DOCUMENT SEGMENT
§
# Energy Data PreProcessing

In [1]:
import pandas as pd
import geopandas as gpd
import seaborn as sns
import matplotlib.pyplot as plt
import os
from scipy.stats.stats import pearsonr

## Load Data

In [2]:
def prepare_data(df, column_name):
    """
    Processes BP data. column_name is desired name for this data
    """
    df = df.loc[~(df["country"].isnull() | df["country"].str.contains("Total") | df["country"].str.contains("OECD"))]
    df = df.set_index("country")
    df = df.stack().rename(column_name).reset_index().rename(columns={"level_1":"year"})
    df = df.loc[df["year"].astype(str).str.len() == 4]
    df.loc[:, "year"] = pd.to_numeric(df.loc[:,"year"])
    df.loc[:, column_name] = pd.to_numeric(df.loc[:,column_name])
    return df

In [3]:
BP_FILE = "../../raw_data/usage/bp-stats-review-2019-all-data.xlsx"

#### CO2

Units: Million tonnes of CO2

In [4]:
co2 = pd.read_excel(BP_FILE, "Carbon Dioxide Emissions", header=2)
co2.rename(columns={"Million tonnes of carbon dioxide":"country"}, inplace=True)
co2 = prepare_data(co2, "co2")
§
STORED ROWS
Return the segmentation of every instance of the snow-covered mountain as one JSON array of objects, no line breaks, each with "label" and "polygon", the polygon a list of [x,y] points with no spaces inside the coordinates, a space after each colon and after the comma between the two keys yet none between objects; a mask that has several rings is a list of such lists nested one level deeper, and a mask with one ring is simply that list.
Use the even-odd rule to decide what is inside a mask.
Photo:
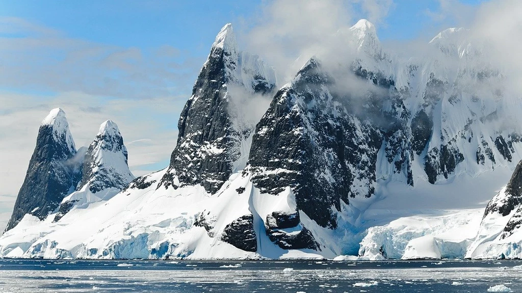
[{"label": "snow-covered mountain", "polygon": [[105,123],[77,191],[38,218],[28,214],[38,204],[17,203],[0,255],[382,259],[512,249],[469,250],[492,239],[488,217],[510,227],[506,239],[520,223],[497,221],[502,203],[508,214],[519,204],[504,189],[480,224],[483,201],[522,158],[522,103],[487,62],[487,44],[449,29],[425,56],[405,59],[367,20],[336,36],[348,57],[318,54],[276,90],[273,69],[240,51],[227,25],[181,113],[169,166],[127,185],[123,140]]},{"label": "snow-covered mountain", "polygon": [[81,180],[76,191],[65,197],[54,217],[59,221],[74,209],[106,201],[116,195],[134,178],[127,165],[127,148],[115,123],[108,120],[85,153]]},{"label": "snow-covered mountain", "polygon": [[36,147],[6,230],[26,214],[45,218],[76,188],[81,178],[81,159],[77,160],[76,155],[65,112],[53,109],[40,127]]}]

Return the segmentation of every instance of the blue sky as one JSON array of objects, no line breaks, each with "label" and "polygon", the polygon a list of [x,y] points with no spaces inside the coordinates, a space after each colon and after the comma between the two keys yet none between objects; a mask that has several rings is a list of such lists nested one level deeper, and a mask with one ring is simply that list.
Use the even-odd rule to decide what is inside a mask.
[{"label": "blue sky", "polygon": [[[331,18],[313,11],[301,15],[304,0],[0,2],[0,226],[51,109],[67,113],[78,147],[90,143],[101,123],[114,120],[131,170],[143,175],[168,164],[179,113],[224,24],[232,22],[240,47],[250,48],[255,43],[250,32],[258,28],[306,38],[306,31],[288,27],[292,21],[279,27],[289,10],[319,25]],[[427,42],[444,29],[469,23],[482,2],[334,0],[332,9],[342,13],[327,12],[337,14],[334,28],[367,18],[383,42]],[[288,10],[277,11],[281,7]]]}]

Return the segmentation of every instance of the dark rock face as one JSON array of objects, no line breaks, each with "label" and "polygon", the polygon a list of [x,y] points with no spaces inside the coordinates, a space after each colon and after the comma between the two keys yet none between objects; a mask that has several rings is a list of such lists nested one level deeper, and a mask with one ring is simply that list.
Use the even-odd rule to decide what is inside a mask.
[{"label": "dark rock face", "polygon": [[310,230],[303,227],[298,234],[267,229],[266,234],[274,243],[283,249],[321,250]]},{"label": "dark rock face", "polygon": [[56,119],[65,120],[62,123],[65,125],[57,129],[55,125],[43,124],[40,128],[36,147],[6,230],[16,226],[27,214],[44,219],[78,184],[79,168],[73,160],[76,150],[65,113],[60,111]]},{"label": "dark rock face", "polygon": [[433,118],[421,110],[411,120],[411,148],[418,155],[426,148],[433,131]]},{"label": "dark rock face", "polygon": [[[109,162],[114,165],[103,162],[104,156],[111,156],[112,160]],[[93,193],[110,188],[123,189],[134,179],[128,169],[128,159],[127,148],[117,126],[111,120],[105,121],[87,149],[81,181],[77,190],[87,184]]]},{"label": "dark rock face", "polygon": [[211,230],[214,228],[214,223],[215,222],[215,219],[210,216],[210,212],[204,211],[203,212],[200,213],[197,217],[196,217],[194,225],[197,227],[205,228],[205,229],[207,230],[207,234],[208,234],[208,236],[213,237],[214,233]]},{"label": "dark rock face", "polygon": [[518,162],[513,175],[506,186],[506,192],[502,198],[493,198],[486,206],[484,217],[493,213],[499,213],[503,216],[509,215],[522,204],[522,161]]},{"label": "dark rock face", "polygon": [[128,189],[145,189],[148,188],[156,182],[155,180],[148,180],[149,177],[149,176],[144,176],[135,179],[130,181],[130,183],[122,191],[124,191]]},{"label": "dark rock face", "polygon": [[522,209],[519,206],[515,214],[504,227],[504,231],[500,238],[503,239],[511,236],[515,231],[520,229],[520,227],[522,227]]},{"label": "dark rock face", "polygon": [[382,135],[331,94],[334,81],[318,62],[311,60],[297,76],[276,94],[256,127],[249,158],[252,181],[272,194],[290,187],[298,210],[323,227],[335,228],[331,206],[339,210],[341,201],[373,193]]},{"label": "dark rock face", "polygon": [[448,176],[455,171],[457,165],[464,161],[464,155],[458,149],[453,148],[449,142],[441,145],[440,149],[430,150],[425,160],[424,172],[428,175],[428,181],[435,184],[438,175],[442,174],[448,179]]},{"label": "dark rock face", "polygon": [[266,217],[266,223],[269,229],[286,229],[296,227],[301,223],[299,213],[289,214],[282,212],[273,212]]},{"label": "dark rock face", "polygon": [[[222,29],[199,72],[192,96],[182,111],[177,143],[160,186],[176,188],[200,184],[211,193],[217,191],[232,174],[233,162],[240,158],[238,138],[250,135],[233,127],[228,86],[239,84],[254,93],[268,92],[275,87],[267,76],[240,66],[246,62],[243,54],[227,46],[235,45],[232,33],[231,27]],[[234,72],[238,70],[253,75],[252,83],[238,80]]]},{"label": "dark rock face", "polygon": [[504,158],[507,160],[509,162],[511,162],[511,160],[513,157],[511,155],[511,152],[509,150],[509,148],[506,143],[506,141],[504,139],[504,137],[502,136],[499,136],[495,139],[495,146],[496,146],[497,150],[499,150],[499,152],[500,154],[502,155]]},{"label": "dark rock face", "polygon": [[53,220],[53,222],[56,222],[60,221],[60,219],[63,217],[65,215],[65,214],[67,214],[70,211],[70,209],[74,206],[75,203],[77,201],[78,201],[70,200],[62,203],[60,204],[60,209],[58,210],[58,212],[54,216],[54,219]]},{"label": "dark rock face", "polygon": [[227,225],[221,240],[245,251],[257,251],[257,238],[254,229],[254,216],[245,215]]},{"label": "dark rock face", "polygon": [[272,242],[283,249],[320,250],[310,230],[305,227],[300,227],[299,230],[300,223],[299,212],[274,212],[267,216],[266,235]]}]

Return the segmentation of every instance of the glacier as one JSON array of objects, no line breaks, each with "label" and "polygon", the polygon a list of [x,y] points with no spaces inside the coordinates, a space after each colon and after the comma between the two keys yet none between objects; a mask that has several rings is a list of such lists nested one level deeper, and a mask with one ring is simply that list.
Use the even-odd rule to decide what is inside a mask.
[{"label": "glacier", "polygon": [[[137,178],[115,123],[77,150],[53,110],[42,127],[65,151],[49,165],[76,162],[72,179],[44,214],[17,204],[0,257],[522,257],[519,193],[505,187],[522,159],[522,103],[485,60],[488,46],[449,29],[429,56],[405,59],[367,20],[337,36],[347,61],[318,53],[280,85],[226,25],[169,166]],[[484,212],[495,194],[488,206],[515,201],[507,214]]]}]

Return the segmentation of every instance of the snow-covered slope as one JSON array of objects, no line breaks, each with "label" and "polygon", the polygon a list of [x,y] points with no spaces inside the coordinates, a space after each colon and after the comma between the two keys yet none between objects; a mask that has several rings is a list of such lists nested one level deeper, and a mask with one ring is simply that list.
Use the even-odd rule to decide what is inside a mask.
[{"label": "snow-covered slope", "polygon": [[234,123],[242,114],[234,103],[259,98],[256,94],[269,93],[275,83],[274,70],[258,56],[240,51],[232,25],[223,27],[181,112],[177,143],[161,184],[219,190],[238,162],[248,157],[254,126]]},{"label": "snow-covered slope", "polygon": [[52,109],[42,121],[36,147],[6,230],[30,214],[43,219],[76,187],[79,165],[65,112]]},{"label": "snow-covered slope", "polygon": [[54,221],[73,209],[108,200],[126,187],[135,178],[127,160],[127,148],[118,126],[110,120],[104,122],[85,154],[76,191],[62,200]]},{"label": "snow-covered slope", "polygon": [[507,185],[488,203],[470,258],[522,258],[522,161]]},{"label": "snow-covered slope", "polygon": [[[518,255],[519,207],[513,217],[490,208],[513,201],[513,188],[481,224],[484,201],[522,158],[522,103],[488,46],[450,29],[405,59],[366,20],[337,36],[347,57],[318,54],[274,93],[273,70],[225,26],[181,113],[170,166],[106,197],[105,184],[121,188],[132,175],[122,143],[99,152],[95,140],[86,157],[96,163],[62,202],[65,216],[26,215],[0,238],[0,255]],[[102,130],[116,133],[109,124]],[[102,161],[119,167],[97,173]]]}]

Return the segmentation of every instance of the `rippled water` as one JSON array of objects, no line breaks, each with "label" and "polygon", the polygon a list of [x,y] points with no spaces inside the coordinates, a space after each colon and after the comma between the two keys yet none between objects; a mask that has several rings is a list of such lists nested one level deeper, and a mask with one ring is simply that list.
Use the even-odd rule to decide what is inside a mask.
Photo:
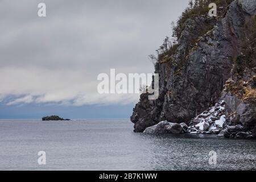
§
WHAT THE TASK ASKS
What units does the energy data preprocessing notebook above give for the CO2 data?

FULL RESPONSE
Million tonnes of CO2.